**EXERCISE DESCRIPTION**
Every line below is to be quoted exactly, with nothing added or dropped.

**AVAILABLE RECORDS**
····················

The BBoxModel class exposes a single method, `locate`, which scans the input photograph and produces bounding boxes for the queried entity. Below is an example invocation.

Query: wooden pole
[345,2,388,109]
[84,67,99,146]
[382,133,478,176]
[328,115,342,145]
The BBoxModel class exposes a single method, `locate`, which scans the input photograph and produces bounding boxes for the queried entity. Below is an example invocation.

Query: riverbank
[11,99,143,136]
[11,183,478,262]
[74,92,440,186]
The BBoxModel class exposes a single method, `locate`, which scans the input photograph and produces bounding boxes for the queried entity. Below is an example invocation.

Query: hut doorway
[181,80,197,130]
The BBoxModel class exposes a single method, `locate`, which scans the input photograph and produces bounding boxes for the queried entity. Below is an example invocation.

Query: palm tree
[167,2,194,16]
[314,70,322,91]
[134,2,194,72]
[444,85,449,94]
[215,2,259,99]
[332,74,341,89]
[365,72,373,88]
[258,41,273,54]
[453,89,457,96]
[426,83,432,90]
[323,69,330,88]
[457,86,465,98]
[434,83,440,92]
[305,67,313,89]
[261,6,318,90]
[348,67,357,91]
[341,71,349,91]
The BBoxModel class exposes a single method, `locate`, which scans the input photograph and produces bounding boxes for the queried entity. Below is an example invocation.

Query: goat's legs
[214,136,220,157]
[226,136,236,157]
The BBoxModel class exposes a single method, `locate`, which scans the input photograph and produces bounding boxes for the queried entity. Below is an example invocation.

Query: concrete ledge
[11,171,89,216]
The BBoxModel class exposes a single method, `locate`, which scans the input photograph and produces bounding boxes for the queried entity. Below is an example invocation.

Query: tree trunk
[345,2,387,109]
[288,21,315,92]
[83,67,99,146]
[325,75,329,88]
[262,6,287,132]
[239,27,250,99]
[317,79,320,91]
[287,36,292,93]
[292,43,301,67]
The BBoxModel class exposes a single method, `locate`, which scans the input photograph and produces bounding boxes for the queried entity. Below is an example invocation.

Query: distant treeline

····················

**EXPECTED ANSWER**
The BBoxModel class exposes a single method, `locate`, which scans the input photograph and produces bounding boxes for the queried entity. Below is an example invocation.

Query: wooden pole
[345,2,388,109]
[84,67,99,146]
[382,133,478,176]
[328,115,342,145]
The BBoxModel class exposes a single method, `locate`, which scans the input photograph and produces bounding boxes for the queried entity. Below is an example invocation.

Query: riverbank
[11,99,143,136]
[11,183,478,262]
[74,92,440,186]
The BBoxModel class exposes a single method, `locate`, which scans the input photograph and produces bounding boxes for the queried entity. Below is an example invocation.

Query: hut doorway
[181,80,197,130]
The BBoxModel class exposes a single method, `locate`, which scans the input photograph and produces bounding boxes for the queried entity. Below is an example invocation.

Query: palm tree
[167,2,194,16]
[314,70,322,91]
[134,2,194,72]
[444,85,449,94]
[215,2,259,99]
[332,74,341,89]
[365,72,373,88]
[258,41,273,54]
[453,89,457,96]
[426,83,432,90]
[323,69,330,88]
[457,86,465,98]
[434,83,440,92]
[305,67,313,89]
[261,6,318,90]
[348,67,357,91]
[341,71,349,91]
The BBoxModel class exposes a single method, `locate`, which scans the input photograph and produces bounding boxes for the queried entity. Below is an example invocation.

Query: goat's legs
[214,136,220,157]
[226,136,236,157]
The BBoxModel class exposes a single method, `locate`, which scans the input photograph and produces bounding boxes for the queried entity. Below is an example invocation.

Query: concrete ledge
[11,171,89,216]
The BBoxModel class exposes a single method, `locate`, which scans the input photograph and produces bounding boxes for the queried entity. Below is an example invocation.

Query: tree trunk
[345,2,387,109]
[288,21,315,92]
[83,67,99,146]
[325,75,329,88]
[262,6,287,132]
[239,27,250,99]
[317,79,320,91]
[287,36,292,93]
[292,43,301,67]
The BBoxModel class exposes a single method, `locate`, which scans the input photograph and produces bounding boxes for the queried entity. Below is an example invocation.

Query: distant treeline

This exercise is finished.